■ Selected text
—————
With family visiting from Australia, it was the ideal moment to flee to Tuscany for a week of much needed sunshine and a healthy dose of gluten-heavy fare. After a few days of respite, Dan and I caught the early train from Santa Maria Novella train station in Florence, to the perfectly compact and far less crowded town of Lucca, only a stone’s throw from the west coast of Tuscany. Lucca has been high on my Must Visit list for as long as I can remember.
“Italy and London are the only places where I don’t feel to exist on sufferance.”
– E.M. Forster
With Florence in the grip of an unseasonal heatwave we reasoned that surely a town only a mere 30km from the coastline would be infinitely, or at least marginally, cooler that the soup bowl that Florence transforms into when the temperatures soar above thirty degrees. Fortunately, all thoughts of weather quickly melted away once we stepped within the ancient, thickset stone walls that enfold the town. Lucca is encased, like a precious jewel, within the Renaissance walls that were originally constructed during the 16th Century to fortify the city. Now a wonderful but intact vestige they simply encircle the old town, stretching for more than four kilometres, and providing a scenic foot and bicycle path with expansive views over the town below. Lucca’s Mura di Lucca is one of the most impressive, and well-preserved city walls in Europe.
—————
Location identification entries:
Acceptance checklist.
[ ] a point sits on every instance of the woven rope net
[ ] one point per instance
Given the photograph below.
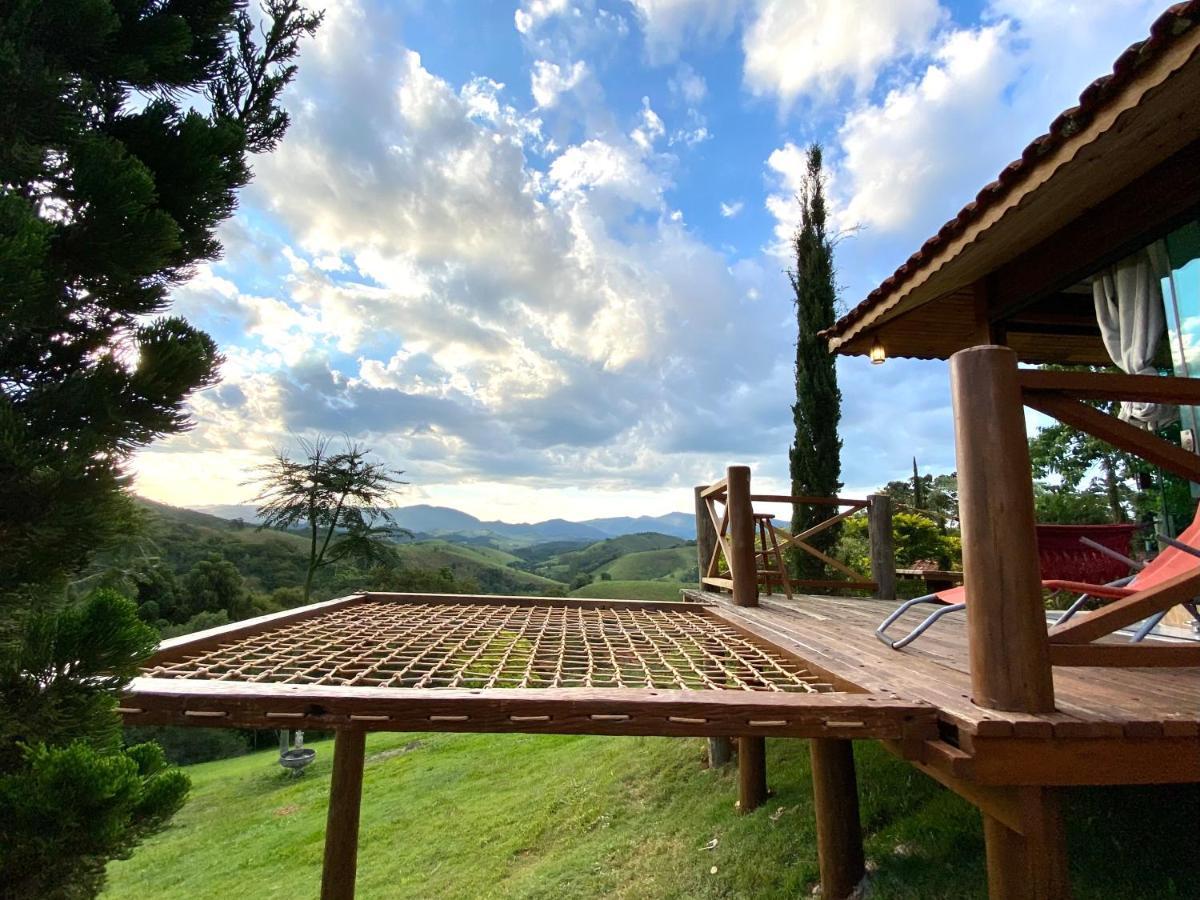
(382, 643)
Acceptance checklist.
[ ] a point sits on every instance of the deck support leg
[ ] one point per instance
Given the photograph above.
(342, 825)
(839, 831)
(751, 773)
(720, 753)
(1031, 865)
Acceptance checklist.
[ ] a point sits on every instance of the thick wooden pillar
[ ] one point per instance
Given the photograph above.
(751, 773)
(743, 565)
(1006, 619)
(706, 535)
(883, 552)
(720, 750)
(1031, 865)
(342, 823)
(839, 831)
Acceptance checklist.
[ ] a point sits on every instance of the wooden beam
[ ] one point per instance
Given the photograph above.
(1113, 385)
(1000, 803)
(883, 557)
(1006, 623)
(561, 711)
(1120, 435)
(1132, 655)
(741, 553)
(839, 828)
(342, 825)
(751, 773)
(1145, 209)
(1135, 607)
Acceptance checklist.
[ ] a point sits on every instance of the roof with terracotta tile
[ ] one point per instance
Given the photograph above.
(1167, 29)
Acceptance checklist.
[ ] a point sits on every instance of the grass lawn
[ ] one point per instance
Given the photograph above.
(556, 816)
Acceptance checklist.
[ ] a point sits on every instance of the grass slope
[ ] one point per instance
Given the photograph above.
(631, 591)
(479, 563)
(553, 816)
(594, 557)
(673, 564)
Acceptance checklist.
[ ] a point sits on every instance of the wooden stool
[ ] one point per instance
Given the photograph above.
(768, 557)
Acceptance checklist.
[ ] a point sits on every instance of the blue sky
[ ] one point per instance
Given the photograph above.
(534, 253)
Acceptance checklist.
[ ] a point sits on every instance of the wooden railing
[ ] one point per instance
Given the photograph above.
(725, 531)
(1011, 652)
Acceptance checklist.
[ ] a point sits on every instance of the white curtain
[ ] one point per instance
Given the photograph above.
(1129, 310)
—————
■ Exercise aim
In the text about Lucca, condense the paragraph beginning "With Florence in the grip" into a short bulleted list that keeps its main facts. This material was taken from a different source.

■ Result below
- Florence was in an unseasonal heatwave, and the travelers expected Lucca, only 30 km from the coast, to be cooler than Florence, which turns into a soup bowl above thirty degrees.
- Thoughts of the weather faded once they stepped inside the ancient, thick stone walls around the town.
- The Renaissance walls were first built in the 16th century to fortify the city.
- Still intact, they encircle the old town for more than four kilometers and form a scenic foot and bicycle path with wide views over the town.
- The Mura di Lucca is one of the most impressive and well-preserved city walls in Europe.